Only an exact copy of the entries will serve as the answer.
======== THE DATA ========
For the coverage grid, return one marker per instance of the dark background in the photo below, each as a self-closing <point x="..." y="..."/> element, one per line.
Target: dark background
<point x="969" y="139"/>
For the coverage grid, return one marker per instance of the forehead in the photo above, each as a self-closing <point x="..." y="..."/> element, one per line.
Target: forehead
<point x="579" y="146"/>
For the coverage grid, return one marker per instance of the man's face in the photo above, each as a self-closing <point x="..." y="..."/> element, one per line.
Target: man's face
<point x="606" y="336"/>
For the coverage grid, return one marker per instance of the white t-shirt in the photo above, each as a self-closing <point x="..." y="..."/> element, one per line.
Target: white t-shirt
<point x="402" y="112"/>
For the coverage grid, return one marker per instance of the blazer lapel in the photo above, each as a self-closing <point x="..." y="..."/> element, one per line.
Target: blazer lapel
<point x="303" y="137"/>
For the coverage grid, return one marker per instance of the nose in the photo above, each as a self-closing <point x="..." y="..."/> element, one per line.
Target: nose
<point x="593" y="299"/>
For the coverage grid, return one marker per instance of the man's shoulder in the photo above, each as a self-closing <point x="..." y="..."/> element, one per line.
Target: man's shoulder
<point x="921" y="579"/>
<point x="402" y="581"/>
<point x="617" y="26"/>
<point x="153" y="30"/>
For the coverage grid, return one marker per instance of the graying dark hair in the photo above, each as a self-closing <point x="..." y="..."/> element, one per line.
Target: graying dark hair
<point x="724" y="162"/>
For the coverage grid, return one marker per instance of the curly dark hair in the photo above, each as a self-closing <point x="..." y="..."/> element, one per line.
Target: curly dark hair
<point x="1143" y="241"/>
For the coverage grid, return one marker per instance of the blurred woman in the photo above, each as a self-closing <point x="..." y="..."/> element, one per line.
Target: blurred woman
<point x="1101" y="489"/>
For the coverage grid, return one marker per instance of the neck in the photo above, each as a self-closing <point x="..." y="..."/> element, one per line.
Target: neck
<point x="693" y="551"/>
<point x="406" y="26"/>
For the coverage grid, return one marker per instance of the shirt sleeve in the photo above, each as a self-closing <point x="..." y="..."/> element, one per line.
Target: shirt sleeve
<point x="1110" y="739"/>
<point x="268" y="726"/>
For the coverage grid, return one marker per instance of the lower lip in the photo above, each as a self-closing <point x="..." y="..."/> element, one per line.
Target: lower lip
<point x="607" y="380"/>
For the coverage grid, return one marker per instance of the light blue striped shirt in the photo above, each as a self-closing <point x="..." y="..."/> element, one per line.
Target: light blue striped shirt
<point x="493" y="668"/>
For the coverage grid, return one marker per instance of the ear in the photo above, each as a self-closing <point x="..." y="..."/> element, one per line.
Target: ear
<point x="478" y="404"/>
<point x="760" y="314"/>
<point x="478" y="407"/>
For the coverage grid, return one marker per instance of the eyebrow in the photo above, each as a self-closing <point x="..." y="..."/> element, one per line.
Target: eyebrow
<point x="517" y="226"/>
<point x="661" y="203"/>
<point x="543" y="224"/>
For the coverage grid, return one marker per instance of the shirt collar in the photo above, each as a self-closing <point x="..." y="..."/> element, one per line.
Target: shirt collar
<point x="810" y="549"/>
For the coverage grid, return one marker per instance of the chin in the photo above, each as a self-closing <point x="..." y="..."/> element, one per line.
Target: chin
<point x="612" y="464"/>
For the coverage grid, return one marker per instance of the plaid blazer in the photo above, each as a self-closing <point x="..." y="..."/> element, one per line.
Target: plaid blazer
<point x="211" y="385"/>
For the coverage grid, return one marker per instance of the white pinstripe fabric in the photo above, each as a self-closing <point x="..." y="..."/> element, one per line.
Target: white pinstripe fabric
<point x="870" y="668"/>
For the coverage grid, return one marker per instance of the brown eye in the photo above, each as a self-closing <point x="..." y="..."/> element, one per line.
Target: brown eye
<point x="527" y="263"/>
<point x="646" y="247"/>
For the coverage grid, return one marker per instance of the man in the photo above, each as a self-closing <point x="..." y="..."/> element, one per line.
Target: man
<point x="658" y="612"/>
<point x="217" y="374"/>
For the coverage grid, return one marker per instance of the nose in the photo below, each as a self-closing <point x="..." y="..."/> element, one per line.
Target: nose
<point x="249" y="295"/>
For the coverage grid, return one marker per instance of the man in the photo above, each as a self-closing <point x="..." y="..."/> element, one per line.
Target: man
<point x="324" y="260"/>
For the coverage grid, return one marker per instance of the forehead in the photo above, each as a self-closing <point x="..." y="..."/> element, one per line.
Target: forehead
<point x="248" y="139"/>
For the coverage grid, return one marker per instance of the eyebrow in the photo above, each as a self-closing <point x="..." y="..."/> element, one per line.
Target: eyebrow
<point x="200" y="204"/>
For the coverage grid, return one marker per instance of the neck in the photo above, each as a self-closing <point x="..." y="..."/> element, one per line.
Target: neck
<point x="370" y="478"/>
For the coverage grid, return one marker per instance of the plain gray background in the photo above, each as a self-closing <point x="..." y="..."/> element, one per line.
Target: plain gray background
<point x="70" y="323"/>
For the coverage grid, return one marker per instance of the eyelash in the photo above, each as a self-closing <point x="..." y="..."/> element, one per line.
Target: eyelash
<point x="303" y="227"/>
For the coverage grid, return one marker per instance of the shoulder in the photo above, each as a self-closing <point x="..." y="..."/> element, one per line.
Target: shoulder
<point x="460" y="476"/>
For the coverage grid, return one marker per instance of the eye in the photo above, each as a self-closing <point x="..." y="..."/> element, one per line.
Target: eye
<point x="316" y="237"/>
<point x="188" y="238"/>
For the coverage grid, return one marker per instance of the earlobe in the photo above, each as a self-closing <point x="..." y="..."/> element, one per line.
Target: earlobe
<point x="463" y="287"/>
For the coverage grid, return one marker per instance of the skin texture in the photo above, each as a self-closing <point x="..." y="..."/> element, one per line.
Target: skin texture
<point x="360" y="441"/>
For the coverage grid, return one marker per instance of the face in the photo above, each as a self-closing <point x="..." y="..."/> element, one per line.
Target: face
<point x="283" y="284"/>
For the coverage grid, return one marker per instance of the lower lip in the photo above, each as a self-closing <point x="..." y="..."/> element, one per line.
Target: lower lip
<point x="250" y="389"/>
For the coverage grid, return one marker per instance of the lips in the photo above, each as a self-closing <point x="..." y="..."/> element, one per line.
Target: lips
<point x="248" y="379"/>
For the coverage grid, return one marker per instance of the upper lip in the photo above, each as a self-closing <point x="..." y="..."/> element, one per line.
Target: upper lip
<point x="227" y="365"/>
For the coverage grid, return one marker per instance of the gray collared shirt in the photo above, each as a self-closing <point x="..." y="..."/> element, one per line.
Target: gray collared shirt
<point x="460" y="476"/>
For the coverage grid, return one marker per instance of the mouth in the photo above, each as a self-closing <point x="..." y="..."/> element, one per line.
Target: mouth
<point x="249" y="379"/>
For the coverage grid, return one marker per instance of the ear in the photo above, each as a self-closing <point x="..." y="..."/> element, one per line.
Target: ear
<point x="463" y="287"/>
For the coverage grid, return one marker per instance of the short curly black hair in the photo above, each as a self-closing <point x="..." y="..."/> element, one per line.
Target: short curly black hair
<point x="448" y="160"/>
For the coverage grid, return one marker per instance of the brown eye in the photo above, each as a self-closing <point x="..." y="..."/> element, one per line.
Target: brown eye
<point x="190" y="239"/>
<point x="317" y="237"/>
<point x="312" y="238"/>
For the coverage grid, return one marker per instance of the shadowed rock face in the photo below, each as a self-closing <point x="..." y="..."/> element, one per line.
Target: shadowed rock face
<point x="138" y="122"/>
========
EXERCISE ANSWER:
For the coverage grid, return one marker per instance of the dark background in the photo below, each as a self-closing <point x="..." y="..."/> element, one per line.
Target: dark background
<point x="969" y="139"/>
For the coverage grid, return one marker per instance of the forehead in the photo above, each as a self-closing <point x="..." y="..."/> element, one per line.
Target: forehead
<point x="579" y="146"/>
For the coverage grid, return one marker per instance of the man's face in the photo above, each as a self-closing <point x="..." y="..."/> element, one per line.
Target: man's face
<point x="606" y="336"/>
For the coverage grid, return one marker per instance of the white t-shirt in the photo above, each as a self-closing <point x="..." y="..."/> element, one per line.
Target: white t-shirt
<point x="402" y="112"/>
For the coverage grid, return one marker per instance of the blazer lapel in the photo above, each as a self-closing <point x="..." y="..."/> element, one per line.
Target: blazer lapel
<point x="303" y="137"/>
For the coverage grid, return one marker per instance of the nose in the photo above, each as a self-closing <point x="..." y="..."/> element, one per line.
Target: nose
<point x="593" y="299"/>
For the coverage grid, return one marker per instance of the man's shoulder in the photo above, each as a self-closing <point x="..." y="..."/> element, one per line.
Target: man's shoulder
<point x="921" y="579"/>
<point x="402" y="581"/>
<point x="617" y="26"/>
<point x="153" y="30"/>
For the coverage grid, return one marker per instance of the graying dark hair in the photo above, each as a self-closing <point x="..." y="..."/> element, one per line.
Target: graying dark hair
<point x="724" y="162"/>
For the coverage grid, return one marker per instance of the curly dark hair in the photo above, each as a self-closing <point x="..." y="..."/> element, one per line.
Target: curly dark hair
<point x="1143" y="241"/>
For the coverage grid, return one marker per instance of the blurred woman in the photo above, each as a self-closing <point x="..." y="..."/> element, one per line.
Target: blurred woman
<point x="1101" y="489"/>
For the coverage grid, return one marker per instance of the neck in the photo above, each as a self-closing <point x="..." y="..."/> element, one per line.
Target: neck
<point x="693" y="551"/>
<point x="406" y="26"/>
For the coverage grid, return one marker per instance of the shirt sleeve in the photo above, each as a self-closing <point x="..." y="..."/> element, one per line.
Target: shirt sleeve
<point x="1110" y="739"/>
<point x="268" y="726"/>
For the coverage grid, return one marker per instance of the lower lip in the photo above, each as a self-closing <point x="..." y="..."/> element, one per line.
Target: lower lip
<point x="607" y="380"/>
For the coverage grid, return one marker per instance of the light blue striped shirt in the photo above, each as a self-closing <point x="..." y="..."/> element, one per line.
Target: light blue striped shirt
<point x="493" y="668"/>
For the coverage grid, return one marker per instance of the ear in the photo above, each as a self-closing <point x="..." y="..."/> element, one per line.
Target: ear
<point x="478" y="404"/>
<point x="760" y="314"/>
<point x="478" y="407"/>
For the coverage grid, return one marker per instance of the eyebrow in the photo above, each as a self-closing <point x="..." y="..."/> element, one per line.
Target: eyebrow
<point x="517" y="226"/>
<point x="661" y="203"/>
<point x="543" y="224"/>
For the coverage grid, return one marker per instance of the shirt collar in the photo above, each as a self-closing <point x="..." y="..."/> element, one per line.
Target: shirt collar
<point x="810" y="549"/>
For the coverage grid, return one marker per instance of the chin in the photo above, each as a self-closing <point x="..." y="..."/> element, one per line.
Target: chin
<point x="612" y="464"/>
For the coverage grid, return one marker per instance of the plaid blazer in the photo above, each as a self-closing <point x="..." y="..."/> element, one per line.
Target: plaid blazer
<point x="211" y="385"/>
For the coverage grid, return one marker per instance of the white pinstripe fabric in the photo above, each as a self-closing <point x="..." y="..."/> element, one per line.
Target: white pinstripe fabric
<point x="870" y="668"/>
For the coverage grid, return one marker per instance of the brown eye in the photo above, each as a self-closing <point x="..." y="..."/> element, one per line.
Target: brown eye
<point x="527" y="263"/>
<point x="646" y="247"/>
For the coverage grid, return one marker per instance of the man in the photo above, each as a self-closing <point x="..." y="..."/> element, one per line.
Target: man
<point x="658" y="612"/>
<point x="217" y="374"/>
For the coverage grid, return one marker per instance of the nose in the photo below, each as a self-closing <point x="..." y="..."/> element, one per line.
Target: nose
<point x="249" y="295"/>
For the coverage grid, return one marker per instance of the man in the photo above, each as a self-closing <point x="..." y="..."/> element, one per line.
Target: man
<point x="324" y="260"/>
For the coverage grid, return one marker per instance of the forehead in the photo above, each as a self-closing <point x="..." y="..."/> element, one per line.
Target: forehead
<point x="248" y="139"/>
For the coverage grid, return one marker per instance of the eyebrow in the photo above, each as a self-closing <point x="..." y="..."/> element, one per line.
Target: eyebrow
<point x="200" y="204"/>
For the coverage grid, return one marker per instance of the neck in the photo above, each as a self-closing <point x="..." y="..."/> element, one per line.
Target: neck
<point x="370" y="478"/>
For the coverage grid, return one marker per instance of the plain gray background in the photo above, each as a self-closing <point x="..." y="..."/> element, one per line.
Target: plain gray background
<point x="70" y="323"/>
For the coverage grid, return one marker per instance of the eyelash in the photo above, each as a self-closing <point x="..." y="..."/> element, one per line.
Target: eyelash
<point x="303" y="227"/>
For the coverage grid, return one marker per instance of the shoulder in the photo above, each as a self-closing <point x="..." y="..."/> element, one per line.
Target: shoulder
<point x="460" y="476"/>
For the coverage grid, return one marker per instance of the eye in the photo above, each as a self-closing <point x="..." y="..."/> element, one per line.
Target: eye
<point x="316" y="237"/>
<point x="188" y="238"/>
For the coverage grid, return one marker per instance of the earlobe in the photo above, each as a self-closing <point x="..." y="..."/> element, one per line.
Target: earlobe
<point x="463" y="287"/>
For the coverage grid, return one marker per instance of the skin texture in the photo above, each as a self-closing <point x="..." y="..."/> element, one per line.
Target: skin texture
<point x="360" y="441"/>
For the coverage grid, return one marker per instance of the face in the photo above, each as a self-closing <point x="..." y="..."/> element, one per line.
Target: face
<point x="283" y="284"/>
For the coverage grid, return one marker per instance of the lower lip in the photo above, each as a self-closing <point x="..." y="..."/> element, one per line.
Target: lower lip
<point x="250" y="389"/>
For the coverage grid, return one marker per instance of the lips in the photo above, each as a self-closing <point x="..." y="..."/> element, one per line.
Target: lips
<point x="248" y="379"/>
For the coverage grid, return one marker per instance of the upper lip in the photo above, each as a self-closing <point x="..." y="..."/> element, one per line.
Target: upper lip
<point x="227" y="365"/>
For the coverage grid, return one marker per instance of the gray collared shirt in the photo above, each as a self-closing <point x="..." y="..."/> element, one per line.
Target: gray collared shirt
<point x="460" y="476"/>
For the coverage grid, return one marker per instance of the mouth in the photo above, each as a self-closing <point x="..." y="..."/> element, one per line.
Target: mouth
<point x="249" y="379"/>
For the coverage grid, return one marker per instance of the ear in the photo above, each as a self-closing <point x="..." y="..."/> element, one per line.
Target: ear
<point x="463" y="287"/>
For the coverage grid, return one marker per instance of the short curly black hair in the photo above, each as a self-closing <point x="..." y="..."/> element, one per line.
Target: short curly black hair
<point x="448" y="160"/>
For the coverage grid, return one marker per instance of the brown eye in the photo above, each as a self-closing <point x="..." y="..."/> element, one per line.
Target: brown eye
<point x="190" y="239"/>
<point x="317" y="237"/>
<point x="312" y="238"/>
For the coverage grid, return one marker per instance of the shadowed rock face in the photo below, each as a self-closing <point x="..." y="..."/> element, one per line.
Target: shadowed rock face
<point x="138" y="122"/>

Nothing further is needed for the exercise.